He contended further that what is in issue is inheritance and administration of estate upon intestacy under Urhobo Native Law and Custom. The Customary Court of Appeal of various State of Nigeria is created by the Constitution and it has coordinate jurisdiction with the High Court of various State in Nigeria created by the Constitution and has coordinate jurisdiction with the High Court of the State. The Customary Court of Appeal is the only Court with power and jurisdiction to determine appeals from Customary Courts on issue relating purely to customary law. He cited S. 282 of the Constitution of the Federal Republic of Nigeria 1999 (as amended). He argued further that the High Court of a State does not enjoy unlimited jurisdiction under the 1999 Constitution as it had under the 1979 Constitution of the Federal Republic of Nigeria.

He relied on S. 272(1) of the 1999 Constitution of the Federal Republic of Nigeria. He argued that the powers of the Delta State High Court is not only subject to S.251 but it is also subjected to any other provision of the Constitution. Section 282(1) dealing with the jurisdiction of the Customary Court of Appeal does not make that provision subject to any other provision of the Constitution. Therefore, an issue of customary law, Appellate and supervisory jurisdiction has been vested in the Customary Courts of Appeal to the exclusion of the State High Court. He argued further that the phrase subject to subjugates that provision to other provisions of the Constitution. He cited the following cases  EZENWOSU V. NGONADI (1992) NWLR (PT. 2

28) 151; AQUA LIMITED V. ONDO STATE SPORTS COUNCIL (1988) 4 NWLR (PT. 91) 622; L.S.D.P.C. V. FOREIGN FINANCE CORPORATION (1987) 1 NWLR (PT. 50) 413 and YUSUFU V. OBASANJO (2003) 16 NWLR (PT. 847) 552.

**Records shown:**
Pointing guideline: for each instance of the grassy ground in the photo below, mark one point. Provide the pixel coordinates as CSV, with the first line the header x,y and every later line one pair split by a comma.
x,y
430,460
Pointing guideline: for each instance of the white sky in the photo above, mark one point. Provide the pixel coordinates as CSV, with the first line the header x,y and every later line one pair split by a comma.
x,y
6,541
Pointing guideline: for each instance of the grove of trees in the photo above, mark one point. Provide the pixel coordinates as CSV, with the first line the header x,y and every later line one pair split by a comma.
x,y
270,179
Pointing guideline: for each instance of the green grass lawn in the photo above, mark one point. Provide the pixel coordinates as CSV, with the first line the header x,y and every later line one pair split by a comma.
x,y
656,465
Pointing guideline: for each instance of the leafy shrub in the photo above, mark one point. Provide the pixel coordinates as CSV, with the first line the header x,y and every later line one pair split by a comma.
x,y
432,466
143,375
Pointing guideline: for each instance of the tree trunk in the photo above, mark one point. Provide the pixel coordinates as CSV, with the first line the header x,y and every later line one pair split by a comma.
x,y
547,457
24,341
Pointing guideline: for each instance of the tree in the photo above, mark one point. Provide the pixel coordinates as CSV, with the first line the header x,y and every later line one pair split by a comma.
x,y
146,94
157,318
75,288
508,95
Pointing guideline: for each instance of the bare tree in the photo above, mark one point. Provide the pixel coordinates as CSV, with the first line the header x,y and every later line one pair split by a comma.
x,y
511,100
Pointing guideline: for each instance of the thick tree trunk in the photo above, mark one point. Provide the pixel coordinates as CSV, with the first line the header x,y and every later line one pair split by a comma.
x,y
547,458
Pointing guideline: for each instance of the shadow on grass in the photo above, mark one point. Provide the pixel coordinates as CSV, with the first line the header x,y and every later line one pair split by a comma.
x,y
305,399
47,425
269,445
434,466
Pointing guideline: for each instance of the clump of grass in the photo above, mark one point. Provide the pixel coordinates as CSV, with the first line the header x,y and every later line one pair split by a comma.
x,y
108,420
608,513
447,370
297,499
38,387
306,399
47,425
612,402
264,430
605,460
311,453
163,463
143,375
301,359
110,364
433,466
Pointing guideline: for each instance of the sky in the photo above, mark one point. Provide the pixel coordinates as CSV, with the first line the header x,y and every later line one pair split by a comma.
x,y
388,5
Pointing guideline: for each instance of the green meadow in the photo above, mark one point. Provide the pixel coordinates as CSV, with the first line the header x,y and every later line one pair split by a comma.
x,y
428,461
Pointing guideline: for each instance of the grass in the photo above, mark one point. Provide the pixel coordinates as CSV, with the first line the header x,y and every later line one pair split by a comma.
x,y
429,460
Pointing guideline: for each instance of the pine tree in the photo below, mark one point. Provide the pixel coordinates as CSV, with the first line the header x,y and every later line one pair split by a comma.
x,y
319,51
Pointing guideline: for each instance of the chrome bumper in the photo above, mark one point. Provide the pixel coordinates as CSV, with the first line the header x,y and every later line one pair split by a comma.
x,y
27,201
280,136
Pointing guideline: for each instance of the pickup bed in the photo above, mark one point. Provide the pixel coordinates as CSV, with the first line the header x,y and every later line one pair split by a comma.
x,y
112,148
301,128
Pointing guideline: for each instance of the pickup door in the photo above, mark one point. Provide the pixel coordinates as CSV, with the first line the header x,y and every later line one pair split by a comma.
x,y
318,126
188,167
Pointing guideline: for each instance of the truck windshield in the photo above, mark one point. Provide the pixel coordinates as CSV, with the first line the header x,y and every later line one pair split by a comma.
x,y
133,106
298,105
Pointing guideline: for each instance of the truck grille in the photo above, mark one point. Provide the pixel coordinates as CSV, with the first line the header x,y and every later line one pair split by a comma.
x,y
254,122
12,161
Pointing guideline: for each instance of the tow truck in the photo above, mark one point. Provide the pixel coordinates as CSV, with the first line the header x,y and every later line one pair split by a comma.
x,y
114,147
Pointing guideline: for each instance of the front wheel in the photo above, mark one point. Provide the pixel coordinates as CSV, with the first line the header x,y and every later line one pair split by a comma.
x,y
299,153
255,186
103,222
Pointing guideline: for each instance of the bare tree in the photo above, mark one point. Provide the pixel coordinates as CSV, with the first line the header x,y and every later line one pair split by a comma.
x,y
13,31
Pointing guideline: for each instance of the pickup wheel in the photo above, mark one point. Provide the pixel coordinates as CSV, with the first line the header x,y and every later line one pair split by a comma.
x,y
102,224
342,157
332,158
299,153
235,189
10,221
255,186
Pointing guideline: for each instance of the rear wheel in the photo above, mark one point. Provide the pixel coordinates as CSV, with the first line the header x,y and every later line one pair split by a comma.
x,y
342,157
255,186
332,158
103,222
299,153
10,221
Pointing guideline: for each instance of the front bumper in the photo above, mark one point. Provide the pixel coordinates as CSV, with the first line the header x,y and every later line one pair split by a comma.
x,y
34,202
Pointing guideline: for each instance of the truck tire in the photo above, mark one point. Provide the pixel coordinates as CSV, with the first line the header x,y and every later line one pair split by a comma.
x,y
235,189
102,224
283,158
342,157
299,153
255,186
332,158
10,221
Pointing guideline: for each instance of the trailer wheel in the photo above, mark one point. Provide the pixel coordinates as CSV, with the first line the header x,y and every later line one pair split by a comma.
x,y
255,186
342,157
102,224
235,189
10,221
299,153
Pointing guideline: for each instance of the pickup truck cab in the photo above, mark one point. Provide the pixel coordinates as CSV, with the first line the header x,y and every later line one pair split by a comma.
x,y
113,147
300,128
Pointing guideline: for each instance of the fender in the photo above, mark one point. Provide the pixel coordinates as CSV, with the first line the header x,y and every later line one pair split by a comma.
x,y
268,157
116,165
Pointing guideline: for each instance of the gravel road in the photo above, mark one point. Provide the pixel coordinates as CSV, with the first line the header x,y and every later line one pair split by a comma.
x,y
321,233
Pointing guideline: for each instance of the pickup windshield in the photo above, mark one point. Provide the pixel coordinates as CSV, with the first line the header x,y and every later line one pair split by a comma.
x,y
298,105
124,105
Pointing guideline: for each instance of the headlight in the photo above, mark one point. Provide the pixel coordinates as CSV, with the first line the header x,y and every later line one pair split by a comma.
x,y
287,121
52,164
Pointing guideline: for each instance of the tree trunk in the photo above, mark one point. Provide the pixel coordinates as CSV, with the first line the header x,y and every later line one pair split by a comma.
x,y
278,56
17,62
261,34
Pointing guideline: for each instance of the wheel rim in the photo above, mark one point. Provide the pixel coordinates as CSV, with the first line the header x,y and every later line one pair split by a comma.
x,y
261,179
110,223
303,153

**Problems and tasks:**
1. Transcribe the passage on customary court jurisdiction between "He contended further" and "1979 Constitution of the Federal Republic of Nigeria.", inclusive.
2. Collect every line of the records that contains the string "pickup".

**Answers:**
1.
He contended further that what is in issue is inheritance and administration of estate upon intestacy under Urhobo Native Law and Custom. The Customary Court of Appeal of various State of Nigeria is created by the Constitution and it has coordinate jurisdiction with the High Court of various State in Nigeria created by the Constitution and has coordinate jurisdiction with the High Court of the State. The Customary Court of Appeal is the only Court with power and jurisdiction to determine appeals from Customary Courts on issue relating purely to customary law. He cited S. 282 of the Constitution of the Federal Republic of Nigeria 1999 (as amended). He argued further that the High Court of a State does not enjoy unlimited jurisdiction under the 1999 Constitution as it had under the 1979 Constitution of the Federal Republic of Nigeria.

2.
Pointing guideline: for each instance of the pickup bed in the photo above, mark one point. Provide the pixel coordinates as CSV, with the first line the header x,y and every later line one pair split by a comma.
Pointing guideline: for each instance of the pickup door in the photo above, mark one point. Provide the pixel coordinates as CSV, with the first line the header x,y and every later line one pair split by a comma.
Pointing guideline: for each instance of the pickup wheel in the photo above, mark one point. Provide the pixel coordinates as CSV, with the first line the header x,y and every later line one pair split by a comma.
Pointing guideline: for each instance of the pickup truck cab in the photo above, mark one point. Provide the pixel coordinates as CSV, with the first line the header x,y and every later line one pair split by a comma.
Pointing guideline: for each instance of the pickup windshield in the photo above, mark one point. Provide the pixel coordinates as CSV, with the first line the header x,y and every later line one pair split by a comma.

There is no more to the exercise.